PROBLEM REQUIREMENTS: Return each entry below word for word, leaving out any image.

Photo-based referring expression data
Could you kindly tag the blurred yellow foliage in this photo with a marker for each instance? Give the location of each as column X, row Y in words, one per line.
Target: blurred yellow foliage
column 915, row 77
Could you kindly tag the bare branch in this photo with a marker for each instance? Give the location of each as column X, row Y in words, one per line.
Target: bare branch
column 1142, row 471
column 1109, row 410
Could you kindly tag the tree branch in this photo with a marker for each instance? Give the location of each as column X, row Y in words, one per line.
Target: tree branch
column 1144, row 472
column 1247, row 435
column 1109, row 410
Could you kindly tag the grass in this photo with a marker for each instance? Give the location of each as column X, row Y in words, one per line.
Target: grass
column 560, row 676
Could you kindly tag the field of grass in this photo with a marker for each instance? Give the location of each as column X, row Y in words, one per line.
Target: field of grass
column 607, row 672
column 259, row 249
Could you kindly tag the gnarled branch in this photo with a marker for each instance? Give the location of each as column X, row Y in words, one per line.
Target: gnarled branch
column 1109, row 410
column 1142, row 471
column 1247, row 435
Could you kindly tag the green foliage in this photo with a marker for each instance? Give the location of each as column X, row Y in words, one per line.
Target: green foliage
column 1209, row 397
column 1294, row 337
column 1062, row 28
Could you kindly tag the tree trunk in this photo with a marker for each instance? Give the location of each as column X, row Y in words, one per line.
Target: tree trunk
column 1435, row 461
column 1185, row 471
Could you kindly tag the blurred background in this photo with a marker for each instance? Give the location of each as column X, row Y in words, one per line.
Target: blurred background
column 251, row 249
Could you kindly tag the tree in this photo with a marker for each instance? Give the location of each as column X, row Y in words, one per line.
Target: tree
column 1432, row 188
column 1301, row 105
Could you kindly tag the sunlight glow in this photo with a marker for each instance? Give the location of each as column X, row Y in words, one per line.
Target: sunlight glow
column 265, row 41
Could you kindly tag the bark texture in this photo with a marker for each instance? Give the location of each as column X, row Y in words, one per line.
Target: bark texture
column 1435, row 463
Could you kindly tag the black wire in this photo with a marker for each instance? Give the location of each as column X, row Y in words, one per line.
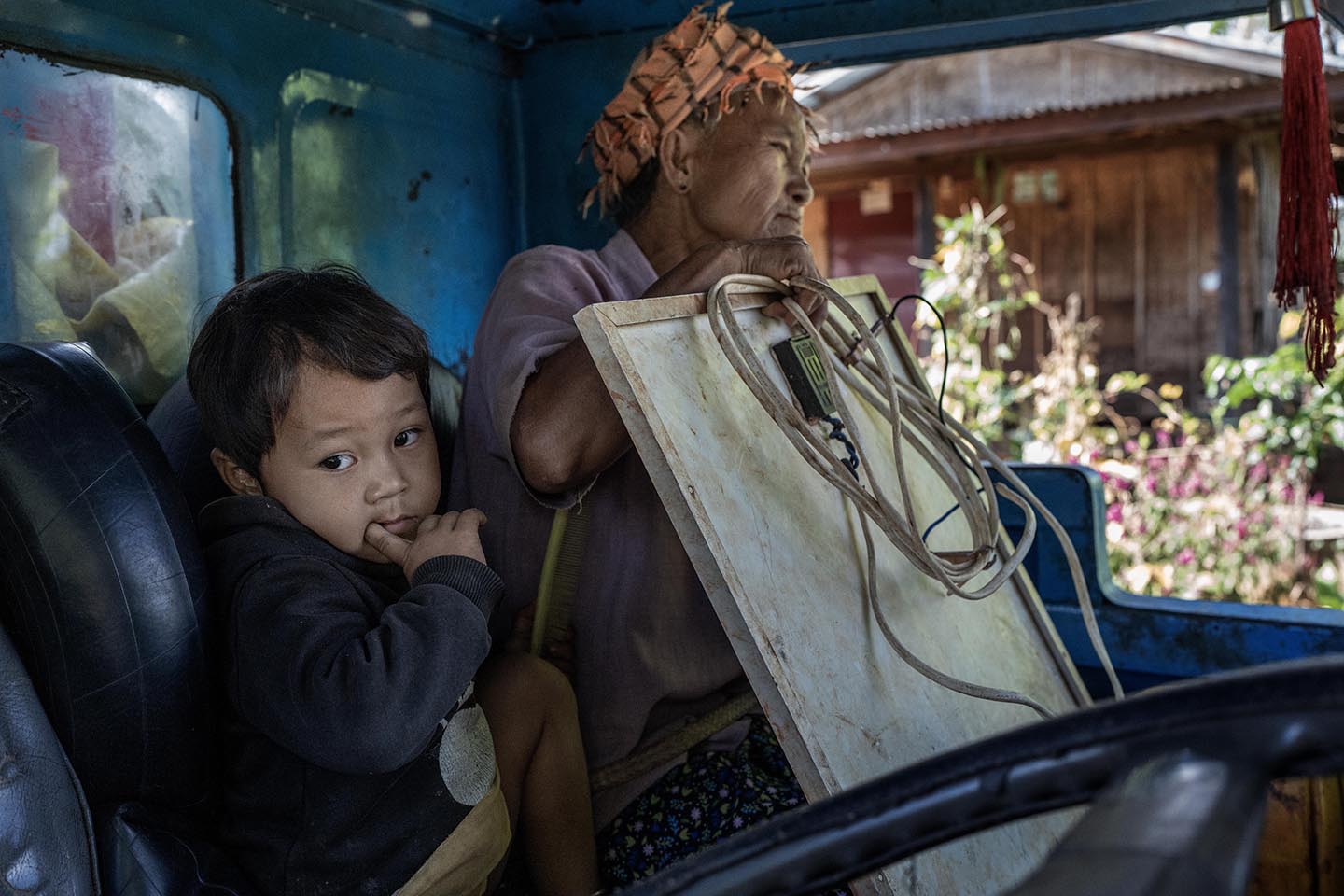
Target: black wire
column 946, row 355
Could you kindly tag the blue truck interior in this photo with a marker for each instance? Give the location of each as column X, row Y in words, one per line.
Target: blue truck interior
column 429, row 155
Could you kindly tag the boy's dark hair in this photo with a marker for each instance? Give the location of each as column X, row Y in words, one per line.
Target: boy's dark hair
column 246, row 357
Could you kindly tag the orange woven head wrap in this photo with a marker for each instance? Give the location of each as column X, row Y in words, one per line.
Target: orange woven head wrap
column 700, row 61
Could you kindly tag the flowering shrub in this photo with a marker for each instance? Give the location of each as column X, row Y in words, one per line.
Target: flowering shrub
column 1197, row 508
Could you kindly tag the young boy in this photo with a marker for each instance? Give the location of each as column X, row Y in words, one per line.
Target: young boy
column 357, row 618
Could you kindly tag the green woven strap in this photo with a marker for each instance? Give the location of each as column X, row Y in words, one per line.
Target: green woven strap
column 559, row 580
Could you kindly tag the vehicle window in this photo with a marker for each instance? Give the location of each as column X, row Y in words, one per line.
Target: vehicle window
column 116, row 216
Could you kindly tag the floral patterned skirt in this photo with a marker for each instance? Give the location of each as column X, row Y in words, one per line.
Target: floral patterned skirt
column 708, row 798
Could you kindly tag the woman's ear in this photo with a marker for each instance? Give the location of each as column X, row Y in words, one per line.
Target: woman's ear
column 677, row 156
column 238, row 480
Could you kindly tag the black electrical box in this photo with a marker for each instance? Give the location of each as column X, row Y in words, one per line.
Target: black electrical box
column 804, row 369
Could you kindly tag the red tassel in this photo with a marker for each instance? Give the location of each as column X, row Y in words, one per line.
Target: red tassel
column 1305, row 186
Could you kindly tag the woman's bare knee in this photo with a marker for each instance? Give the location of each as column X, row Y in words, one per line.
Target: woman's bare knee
column 519, row 682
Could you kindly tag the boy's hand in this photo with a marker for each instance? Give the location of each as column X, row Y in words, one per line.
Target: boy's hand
column 436, row 536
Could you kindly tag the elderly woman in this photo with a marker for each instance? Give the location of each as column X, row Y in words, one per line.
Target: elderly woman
column 703, row 162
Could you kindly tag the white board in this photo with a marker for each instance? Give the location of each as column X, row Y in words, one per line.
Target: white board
column 781, row 559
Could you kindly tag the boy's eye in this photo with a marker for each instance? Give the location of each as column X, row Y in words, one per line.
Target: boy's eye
column 336, row 462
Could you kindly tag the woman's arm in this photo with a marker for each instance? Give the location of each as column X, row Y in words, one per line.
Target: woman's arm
column 566, row 428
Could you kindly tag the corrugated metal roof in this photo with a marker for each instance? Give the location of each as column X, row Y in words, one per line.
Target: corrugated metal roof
column 900, row 129
column 1166, row 66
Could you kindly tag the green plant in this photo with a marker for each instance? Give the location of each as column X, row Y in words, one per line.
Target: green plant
column 1197, row 508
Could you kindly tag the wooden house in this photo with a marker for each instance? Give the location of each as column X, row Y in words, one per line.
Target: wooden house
column 1139, row 171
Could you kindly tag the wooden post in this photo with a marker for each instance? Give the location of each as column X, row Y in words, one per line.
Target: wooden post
column 1140, row 269
column 1228, row 254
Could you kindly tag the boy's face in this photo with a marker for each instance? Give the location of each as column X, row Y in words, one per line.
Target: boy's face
column 354, row 452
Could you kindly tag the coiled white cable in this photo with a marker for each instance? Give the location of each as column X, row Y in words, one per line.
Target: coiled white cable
column 945, row 445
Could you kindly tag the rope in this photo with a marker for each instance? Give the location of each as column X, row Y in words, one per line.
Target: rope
column 916, row 424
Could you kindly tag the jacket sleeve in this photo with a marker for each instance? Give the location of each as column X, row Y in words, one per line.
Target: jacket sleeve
column 312, row 672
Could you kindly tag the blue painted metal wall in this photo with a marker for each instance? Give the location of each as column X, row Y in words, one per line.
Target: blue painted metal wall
column 489, row 100
column 1151, row 639
column 566, row 79
column 429, row 149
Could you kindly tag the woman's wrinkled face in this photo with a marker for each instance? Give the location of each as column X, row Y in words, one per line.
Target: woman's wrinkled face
column 749, row 179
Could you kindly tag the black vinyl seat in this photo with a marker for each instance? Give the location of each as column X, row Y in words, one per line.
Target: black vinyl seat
column 104, row 596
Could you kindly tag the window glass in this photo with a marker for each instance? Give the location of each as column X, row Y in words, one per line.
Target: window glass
column 116, row 216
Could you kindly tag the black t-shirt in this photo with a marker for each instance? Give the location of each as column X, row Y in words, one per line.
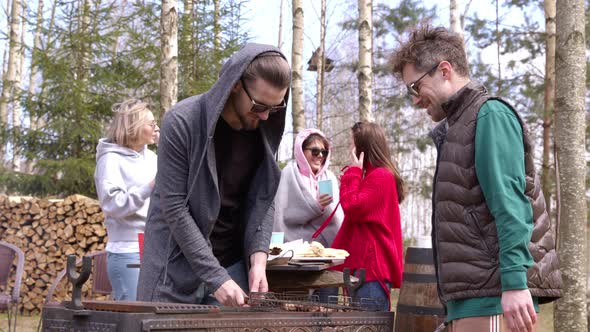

TASK RESULT:
Could you kindly tag the blurred yellow foliage in this photo with a marker for each instance? Give the location of each as column X, row Y in words, one per line.
Target: blurred yellow foliage
column 915, row 77
Could you kindly tag the bare branch in this photo with a marker for each instance? Give the location of each as column X, row Y in words, one per line.
Target: bare branch
column 1142, row 471
column 1109, row 410
Could you kindly tag the tree branch in this photo with a marker for each instance? Give the location of each as column X, row Y in words, one per line.
Target: tree branch
column 1144, row 472
column 1247, row 435
column 1109, row 410
Could you kindly tag the grass in this photo with a marker for each instance? Give the location of each as column X, row Y in words, one per line.
Target: grass
column 560, row 676
Could you kindly tag the field of grass in this photo with a marker for each instance? Give the location of each as column X, row Y in words, one per line.
Target: field of grass
column 607, row 672
column 259, row 249
Could you kindly tag the gnarled branch in this photo with a marker for each instance? Give the location of each as column X, row Y in words, one per line.
Target: gnarled branch
column 1109, row 410
column 1142, row 471
column 1247, row 435
Could you kindly tag the green foliage in this photo with a marker for each instance? Give the location of each as column X, row Y in words, one per line.
Target: green foliage
column 1209, row 397
column 1294, row 337
column 1062, row 28
Could you kindly tag the tree trunk in this photo with a marker for each instance? Give the location of each as column X, row Y in words, one per line.
Target: tree trunk
column 1435, row 461
column 1185, row 471
Could you kindly tag the blurred background in this photo with a marker for each instance? Give the location of each as column X, row Y in words, one per line.
Target: blurred background
column 251, row 249
Could you kindly tag the tree in this photo with a marker for each instance? Give the location of each as column X, row Y in words, one per line.
Target: tree
column 1432, row 188
column 1301, row 105
Could you kindly tag the sunlight glow in this photo with a marker for each instance? Give the location of each as column X, row Y in words, one per line.
Target: sunlight glow
column 265, row 41
Could you kindly tag the bark texture in this photo with a marker for each instance? Give the location of each as column X, row Y in words, one per line.
Target: bark texture
column 1435, row 463
Could you kindly tag the black wire in this photo with a marker for each instance? Give the location of each as column X, row Y in words, one per line.
Target: black wire
column 946, row 355
Could you kindly tag the blue truck interior in this photo with a marker for each instance? Give the location of each as column X, row Y in words, one per line.
Target: blue truck interior
column 429, row 155
Could you kindly tag the boy's dark hair in this photo with a marker for each instance? Give the location of each as column X, row Y in words, one per line.
Target: boy's dark hair
column 246, row 357
Could you kindly tag the orange woven head wrap in this photo with a marker for each instance? Give the location of each as column X, row Y in words, one per line.
Target: orange woven head wrap
column 700, row 61
Could you kindly tag the flowering shrub in this photo with a marker for each instance? Give the location of each as column X, row Y in words, one per line.
Target: flowering shrub
column 1197, row 508
Could you kindly tag the young boy in this photo with a marker for each instance? Give the location of each as column X, row Y in words, one per line.
Target: young boy
column 357, row 618
Could you kindly tag the green woven strap in this photo with a marker for each instance? Give the location of each as column X, row Y in words, one per line.
Target: green woven strap
column 559, row 580
Could you kindly tag the vehicle window in this photo with a marker for each instance? Give the location of each as column X, row Y in words, one per line.
Target: vehicle window
column 116, row 216
Could you kindly tag the floral patterned skirt in this photo with a marker for each instance? Give the location of each as column X, row Y in words, one per line.
Target: floral patterned skirt
column 708, row 798
Could you kindly tag the woman's ear in this photo with a marker for each instance? Give the location of each as column X, row Y in words, one per line.
Target: woman's ear
column 677, row 156
column 238, row 480
Could you kindly tag the black electrical box in this photo with a marker for each instance? Give the location of each as column X, row Y in words, one per line.
Target: black electrical box
column 804, row 369
Could you kindly tag the red tassel in this photo with a marker for each instance? Give the location of each as column X, row Y in words, one per line.
Target: red tassel
column 1305, row 186
Could you kindly tag the woman's bare knee in this photo with a marker for each instance? Give the location of each as column X, row Y in words, one per line.
Target: woman's bare knee
column 519, row 682
Could you kindly tag the boy's hand in this photo with a marker for each instance? Give the location of each as column X, row Y in words, one per line.
Target: boy's hand
column 436, row 536
Could you kindly tag the elderly woman in this photo with a marker for each instance? Give the location of each as column X, row Y in words, one per line.
Target: elderly woman
column 703, row 162
Could you kindly tag the white board in this photo with a marker for each instance? Give the location of each as column X, row Y in words, one per line.
Target: white board
column 781, row 559
Could you kindly tag the boy's eye in this photo with a marker for each instance? Give the location of each as column X, row Y in words, one per line.
Target: boy's eye
column 336, row 462
Could you kindly tag the woman's arm in this photo with a marker for each instance? Give the location of each as column X, row Y in words, one per line.
Target: woman's arm
column 566, row 428
Could you kindly tag the corrugated metal roof in this photo with a marker for each instance? Give the location of each as column X, row Y in words, one per line.
Target: corrugated metal roof
column 900, row 129
column 1166, row 66
Could you kindly tag the green plant in this photo with a marker for each instance? Give the location of each as column X, row Y in words, one per line.
Target: green plant
column 1197, row 508
Could you kindly tag the wooden house in this photo with a marker for each instance? Give the location of each as column X, row Y in words, one per line.
Target: wooden house
column 1139, row 171
Could you kindly tag the wooden post in this photo with a marker for each instance? Give the location of each as column X, row Y in words, one per line.
Target: wooden post
column 1140, row 269
column 1228, row 254
Could you kindly tag the boy's face in this photo with a marker for each instance? Give the location of each as column X, row Y in words, one per line.
Target: boy's face
column 354, row 452
Could you kindly tag the coiled white cable in this photo with a marker for each instance? Give the location of each as column X, row Y in words, one per line.
Target: coiled white cable
column 945, row 445
Could you kindly tag the rope in this photo with a marker for each instance? Give the location of each as column X, row Y in words, one per line.
Target: rope
column 916, row 424
Could you kindly tag the jacket sleeve in this photo with a marker for each instance? Give the location of each as column X, row Y in words, one per line.
Target: jacket sleeve
column 312, row 672
Could you kindly tag the blue painted metal wall in this photo with a marker for each instance? Give the location of each as column X, row Y in words, one per line.
Target: blue painted metal wall
column 489, row 100
column 1151, row 639
column 566, row 79
column 429, row 149
Could you kindly tag the woman's wrinkled face in this photo with a marker for each instance? Give the location of each as column X, row Y in words, one per line.
Target: woman's wrinkled face
column 749, row 179
Could you kindly tag the black vinyl seat in this photo with a marker for each instance? Give the location of each as column X, row Y in words, one per line.
Target: black vinyl seat
column 104, row 596
Could you kindly tag the window glass in this photo with a marker for each instance? Give the location of each as column X, row Y in words, one per line.
Target: window glass
column 116, row 216
Could you kindly tag the black t-shirt in this photo with a marker for each instance? Give the location of each as column X, row Y in words, one per line.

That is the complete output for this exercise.